(MATERIAL FOR THIS TASK):
####################

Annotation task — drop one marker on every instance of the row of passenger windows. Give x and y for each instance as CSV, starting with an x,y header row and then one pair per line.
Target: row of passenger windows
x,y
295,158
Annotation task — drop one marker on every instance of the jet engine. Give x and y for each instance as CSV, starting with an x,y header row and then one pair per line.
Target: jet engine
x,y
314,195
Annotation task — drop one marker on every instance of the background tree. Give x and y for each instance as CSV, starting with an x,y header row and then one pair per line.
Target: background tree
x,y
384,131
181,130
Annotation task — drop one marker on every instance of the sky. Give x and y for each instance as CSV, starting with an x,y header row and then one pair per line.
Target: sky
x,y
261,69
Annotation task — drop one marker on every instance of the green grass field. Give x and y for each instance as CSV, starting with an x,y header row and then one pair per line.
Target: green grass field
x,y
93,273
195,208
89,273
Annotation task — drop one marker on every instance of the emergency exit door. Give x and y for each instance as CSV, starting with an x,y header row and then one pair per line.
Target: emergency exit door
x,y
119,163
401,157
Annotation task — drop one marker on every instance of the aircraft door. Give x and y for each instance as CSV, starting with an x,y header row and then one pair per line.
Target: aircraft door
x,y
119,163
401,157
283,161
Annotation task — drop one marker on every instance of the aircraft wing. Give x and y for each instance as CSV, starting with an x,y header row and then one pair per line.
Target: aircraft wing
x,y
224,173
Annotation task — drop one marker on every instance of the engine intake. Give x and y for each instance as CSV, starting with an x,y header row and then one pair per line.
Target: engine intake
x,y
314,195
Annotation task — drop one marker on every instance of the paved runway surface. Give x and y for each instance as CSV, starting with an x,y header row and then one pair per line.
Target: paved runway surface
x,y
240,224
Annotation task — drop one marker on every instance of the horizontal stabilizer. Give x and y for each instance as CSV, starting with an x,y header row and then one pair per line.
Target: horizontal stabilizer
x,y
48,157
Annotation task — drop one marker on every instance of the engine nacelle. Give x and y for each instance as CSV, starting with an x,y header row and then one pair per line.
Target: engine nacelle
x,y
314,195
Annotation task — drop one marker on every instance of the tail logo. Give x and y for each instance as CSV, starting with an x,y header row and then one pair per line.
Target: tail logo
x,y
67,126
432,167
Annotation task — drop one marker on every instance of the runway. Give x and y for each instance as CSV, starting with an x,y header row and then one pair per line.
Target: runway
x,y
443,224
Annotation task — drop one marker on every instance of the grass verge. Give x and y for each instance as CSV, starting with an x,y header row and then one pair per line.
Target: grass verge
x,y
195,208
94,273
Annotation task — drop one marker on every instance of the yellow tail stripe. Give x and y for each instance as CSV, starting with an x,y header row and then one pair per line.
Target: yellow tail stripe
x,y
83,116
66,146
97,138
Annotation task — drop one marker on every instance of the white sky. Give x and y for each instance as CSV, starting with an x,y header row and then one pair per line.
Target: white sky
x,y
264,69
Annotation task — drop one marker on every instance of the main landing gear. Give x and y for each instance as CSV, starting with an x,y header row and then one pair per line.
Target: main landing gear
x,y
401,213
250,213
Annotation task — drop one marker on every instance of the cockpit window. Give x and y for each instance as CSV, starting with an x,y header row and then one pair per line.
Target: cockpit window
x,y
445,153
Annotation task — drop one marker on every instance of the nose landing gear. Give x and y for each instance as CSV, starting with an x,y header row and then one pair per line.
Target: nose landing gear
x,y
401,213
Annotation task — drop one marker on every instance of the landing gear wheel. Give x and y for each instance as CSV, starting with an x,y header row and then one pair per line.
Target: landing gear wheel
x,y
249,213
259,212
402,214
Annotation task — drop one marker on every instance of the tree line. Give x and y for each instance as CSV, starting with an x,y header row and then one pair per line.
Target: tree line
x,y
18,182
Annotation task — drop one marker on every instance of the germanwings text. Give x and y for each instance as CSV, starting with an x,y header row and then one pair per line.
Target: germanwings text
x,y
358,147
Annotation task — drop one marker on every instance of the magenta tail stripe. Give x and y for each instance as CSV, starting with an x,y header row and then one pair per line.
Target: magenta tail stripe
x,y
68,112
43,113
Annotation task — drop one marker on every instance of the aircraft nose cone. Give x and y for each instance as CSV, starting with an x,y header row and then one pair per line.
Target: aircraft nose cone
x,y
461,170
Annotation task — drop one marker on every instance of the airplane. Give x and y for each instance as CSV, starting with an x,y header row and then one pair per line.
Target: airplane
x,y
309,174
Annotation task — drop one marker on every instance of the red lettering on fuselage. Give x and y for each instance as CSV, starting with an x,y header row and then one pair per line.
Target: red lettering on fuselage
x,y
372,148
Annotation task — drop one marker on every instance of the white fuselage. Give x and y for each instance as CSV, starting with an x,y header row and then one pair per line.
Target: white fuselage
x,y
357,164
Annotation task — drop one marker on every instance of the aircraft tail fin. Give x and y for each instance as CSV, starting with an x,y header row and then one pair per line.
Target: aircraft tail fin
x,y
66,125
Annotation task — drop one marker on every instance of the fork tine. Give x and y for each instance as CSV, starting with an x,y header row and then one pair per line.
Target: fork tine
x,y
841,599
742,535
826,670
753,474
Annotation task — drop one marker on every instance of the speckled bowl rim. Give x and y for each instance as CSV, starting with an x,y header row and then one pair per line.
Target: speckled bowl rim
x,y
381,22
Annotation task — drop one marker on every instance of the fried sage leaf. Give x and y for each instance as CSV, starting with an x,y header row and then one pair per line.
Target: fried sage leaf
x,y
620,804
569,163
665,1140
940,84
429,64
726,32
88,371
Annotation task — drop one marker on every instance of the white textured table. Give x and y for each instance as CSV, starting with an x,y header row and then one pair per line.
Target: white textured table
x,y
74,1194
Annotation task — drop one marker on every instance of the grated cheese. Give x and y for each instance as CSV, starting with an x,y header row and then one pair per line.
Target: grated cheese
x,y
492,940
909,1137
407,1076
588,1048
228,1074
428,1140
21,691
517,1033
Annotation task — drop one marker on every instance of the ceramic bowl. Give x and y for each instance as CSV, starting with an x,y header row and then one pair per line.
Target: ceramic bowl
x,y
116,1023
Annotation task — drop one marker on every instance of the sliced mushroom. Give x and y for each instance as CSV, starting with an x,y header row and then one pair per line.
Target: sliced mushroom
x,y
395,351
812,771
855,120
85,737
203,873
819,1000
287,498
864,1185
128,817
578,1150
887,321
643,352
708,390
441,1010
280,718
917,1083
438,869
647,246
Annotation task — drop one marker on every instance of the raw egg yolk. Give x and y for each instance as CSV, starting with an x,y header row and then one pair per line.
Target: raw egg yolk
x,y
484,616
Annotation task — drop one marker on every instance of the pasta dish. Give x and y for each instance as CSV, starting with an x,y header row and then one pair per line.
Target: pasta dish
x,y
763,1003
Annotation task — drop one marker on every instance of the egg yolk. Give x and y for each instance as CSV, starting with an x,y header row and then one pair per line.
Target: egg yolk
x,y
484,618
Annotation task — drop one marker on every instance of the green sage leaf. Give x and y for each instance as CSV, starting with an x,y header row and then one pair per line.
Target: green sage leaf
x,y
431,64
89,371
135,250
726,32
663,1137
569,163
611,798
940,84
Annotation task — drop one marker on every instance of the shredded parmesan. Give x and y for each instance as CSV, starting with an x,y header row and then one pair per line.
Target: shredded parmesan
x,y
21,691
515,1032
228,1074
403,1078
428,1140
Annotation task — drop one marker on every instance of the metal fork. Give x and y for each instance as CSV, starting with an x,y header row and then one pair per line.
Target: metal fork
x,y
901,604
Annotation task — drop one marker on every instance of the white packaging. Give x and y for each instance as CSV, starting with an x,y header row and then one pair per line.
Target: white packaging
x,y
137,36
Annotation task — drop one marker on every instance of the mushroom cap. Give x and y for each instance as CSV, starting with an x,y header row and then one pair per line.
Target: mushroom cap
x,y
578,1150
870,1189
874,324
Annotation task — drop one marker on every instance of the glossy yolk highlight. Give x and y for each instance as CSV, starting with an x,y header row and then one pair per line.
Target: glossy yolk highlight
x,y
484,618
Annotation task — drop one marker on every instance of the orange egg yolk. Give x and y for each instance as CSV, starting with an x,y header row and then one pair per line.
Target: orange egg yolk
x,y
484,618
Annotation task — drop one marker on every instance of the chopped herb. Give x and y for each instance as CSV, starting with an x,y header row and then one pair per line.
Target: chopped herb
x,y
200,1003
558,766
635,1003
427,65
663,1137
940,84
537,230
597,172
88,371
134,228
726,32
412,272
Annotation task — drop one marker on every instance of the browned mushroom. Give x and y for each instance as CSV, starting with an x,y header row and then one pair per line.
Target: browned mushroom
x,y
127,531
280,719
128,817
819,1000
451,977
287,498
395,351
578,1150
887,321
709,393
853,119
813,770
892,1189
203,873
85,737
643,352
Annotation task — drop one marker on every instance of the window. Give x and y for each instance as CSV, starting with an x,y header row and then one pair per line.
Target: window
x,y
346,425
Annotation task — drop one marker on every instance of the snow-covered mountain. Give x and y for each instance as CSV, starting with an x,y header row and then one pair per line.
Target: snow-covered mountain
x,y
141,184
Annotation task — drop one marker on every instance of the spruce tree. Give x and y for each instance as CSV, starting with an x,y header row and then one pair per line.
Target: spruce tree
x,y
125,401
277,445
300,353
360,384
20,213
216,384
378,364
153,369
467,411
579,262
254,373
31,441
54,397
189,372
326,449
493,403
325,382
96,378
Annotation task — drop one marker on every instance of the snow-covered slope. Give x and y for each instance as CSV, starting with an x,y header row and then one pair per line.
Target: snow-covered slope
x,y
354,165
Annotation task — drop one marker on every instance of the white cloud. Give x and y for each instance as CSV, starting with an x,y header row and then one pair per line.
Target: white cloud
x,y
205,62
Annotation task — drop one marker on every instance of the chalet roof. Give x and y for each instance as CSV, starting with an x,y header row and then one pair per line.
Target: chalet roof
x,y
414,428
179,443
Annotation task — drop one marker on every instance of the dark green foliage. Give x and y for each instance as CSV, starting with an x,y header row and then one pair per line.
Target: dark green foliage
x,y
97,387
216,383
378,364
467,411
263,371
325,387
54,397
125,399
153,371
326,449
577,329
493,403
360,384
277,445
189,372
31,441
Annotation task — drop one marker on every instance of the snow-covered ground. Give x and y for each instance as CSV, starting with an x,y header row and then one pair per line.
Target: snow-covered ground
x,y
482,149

####################

(YOUR TASK):
Everything from the line containing "Target: dark green foliage" to the bottom of the listing is to be set down exactly; leave out all other lines.

(ANSWER SPACE):
Target: dark green foliage
x,y
97,387
216,383
378,364
467,411
263,371
325,387
54,397
125,399
153,371
326,449
577,329
493,403
360,384
277,445
189,372
31,441
Annotation task — drop one marker on every instance of the snow-covered ground. Give x and y for each instance as CSV, starting with an x,y header row and then one pair per line.
Target: snow-covered ground
x,y
482,149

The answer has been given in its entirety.